> [GIVEN PROBLEM]:
Rescale the stretch of the listing from the line containing "Please annotate the fence" through the line containing "<point>12,263</point>", both included, and give only those lines again, with the requests unchanged. Multiply each x and y coordinate in the answers by 1.25 and round it to a whole number, rounding halves up.

(Excerpts from point annotation data)
---------------

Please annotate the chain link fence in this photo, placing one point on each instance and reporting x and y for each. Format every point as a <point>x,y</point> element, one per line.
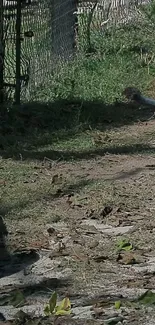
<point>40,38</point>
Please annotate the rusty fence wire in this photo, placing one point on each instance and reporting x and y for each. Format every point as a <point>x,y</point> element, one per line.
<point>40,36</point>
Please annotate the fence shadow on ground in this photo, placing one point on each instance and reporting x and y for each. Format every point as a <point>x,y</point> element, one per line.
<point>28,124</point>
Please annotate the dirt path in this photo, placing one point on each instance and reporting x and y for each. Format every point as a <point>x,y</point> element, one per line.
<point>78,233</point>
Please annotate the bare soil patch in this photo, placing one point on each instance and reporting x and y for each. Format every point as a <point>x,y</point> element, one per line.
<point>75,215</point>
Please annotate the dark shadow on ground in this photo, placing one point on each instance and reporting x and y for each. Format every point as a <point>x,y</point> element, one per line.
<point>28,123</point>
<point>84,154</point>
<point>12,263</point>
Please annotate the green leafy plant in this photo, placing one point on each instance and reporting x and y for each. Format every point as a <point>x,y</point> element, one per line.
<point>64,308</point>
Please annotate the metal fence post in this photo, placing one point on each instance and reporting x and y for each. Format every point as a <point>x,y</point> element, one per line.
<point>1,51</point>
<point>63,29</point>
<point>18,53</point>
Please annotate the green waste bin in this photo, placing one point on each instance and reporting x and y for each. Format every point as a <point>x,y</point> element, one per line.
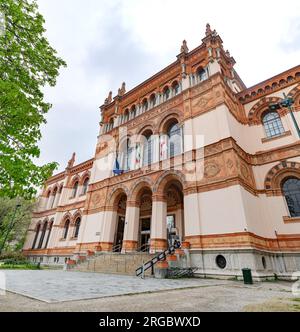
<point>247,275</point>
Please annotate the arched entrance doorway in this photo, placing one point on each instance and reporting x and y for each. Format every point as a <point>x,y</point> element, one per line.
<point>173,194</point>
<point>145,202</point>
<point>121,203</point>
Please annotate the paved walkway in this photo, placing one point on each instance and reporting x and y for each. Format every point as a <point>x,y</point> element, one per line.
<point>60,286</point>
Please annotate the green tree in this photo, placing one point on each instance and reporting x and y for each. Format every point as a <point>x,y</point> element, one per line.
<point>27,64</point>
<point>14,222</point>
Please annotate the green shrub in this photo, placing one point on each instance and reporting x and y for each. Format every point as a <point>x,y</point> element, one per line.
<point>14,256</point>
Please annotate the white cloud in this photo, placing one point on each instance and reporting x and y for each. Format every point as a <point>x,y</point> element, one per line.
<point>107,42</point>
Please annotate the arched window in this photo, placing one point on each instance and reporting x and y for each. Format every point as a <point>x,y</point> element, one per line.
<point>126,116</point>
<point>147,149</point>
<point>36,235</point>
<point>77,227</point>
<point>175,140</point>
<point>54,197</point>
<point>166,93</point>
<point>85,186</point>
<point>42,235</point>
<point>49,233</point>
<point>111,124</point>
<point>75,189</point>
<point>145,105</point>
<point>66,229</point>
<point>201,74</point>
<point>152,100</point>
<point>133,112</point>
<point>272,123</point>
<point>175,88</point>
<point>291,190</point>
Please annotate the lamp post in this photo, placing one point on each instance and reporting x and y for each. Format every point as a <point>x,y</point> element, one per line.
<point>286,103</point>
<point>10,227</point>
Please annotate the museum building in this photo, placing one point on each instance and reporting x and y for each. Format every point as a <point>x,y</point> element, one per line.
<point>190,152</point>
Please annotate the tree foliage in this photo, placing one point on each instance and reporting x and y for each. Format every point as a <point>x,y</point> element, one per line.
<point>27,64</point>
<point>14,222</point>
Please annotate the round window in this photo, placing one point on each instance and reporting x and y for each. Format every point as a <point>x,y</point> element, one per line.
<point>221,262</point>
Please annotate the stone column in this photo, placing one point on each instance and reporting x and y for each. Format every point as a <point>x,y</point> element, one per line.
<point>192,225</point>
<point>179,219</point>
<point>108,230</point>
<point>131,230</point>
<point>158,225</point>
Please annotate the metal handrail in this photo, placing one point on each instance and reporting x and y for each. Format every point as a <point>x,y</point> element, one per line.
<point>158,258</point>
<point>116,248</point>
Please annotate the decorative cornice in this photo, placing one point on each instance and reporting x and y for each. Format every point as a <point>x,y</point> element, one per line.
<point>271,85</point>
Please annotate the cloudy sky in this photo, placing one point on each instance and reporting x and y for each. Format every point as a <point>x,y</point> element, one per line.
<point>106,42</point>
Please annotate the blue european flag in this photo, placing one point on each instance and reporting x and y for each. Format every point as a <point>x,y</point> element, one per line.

---------------

> [TASK SOLUTION]:
Please annotate the fence shadow on ground in this photo, placing one point on each instance and reporting x and y for each. Format every point as a <point>x,y</point> element, one per line.
<point>35,155</point>
Please annotate the dirt path in this photo, placing one point on each instance and reporting x and y for each. Format every point as a <point>x,y</point> element, one per line.
<point>98,291</point>
Please annotate the bare soil patch in this photo, placing one point on each instance and reporting x and y for each. Format every point as a <point>x,y</point> element, one per line.
<point>94,269</point>
Please annotate the dark shadow on ground in this photo, placing one point on each instance and reporting x and y for each. Format every point as a <point>x,y</point> element, one per line.
<point>35,154</point>
<point>105,193</point>
<point>15,329</point>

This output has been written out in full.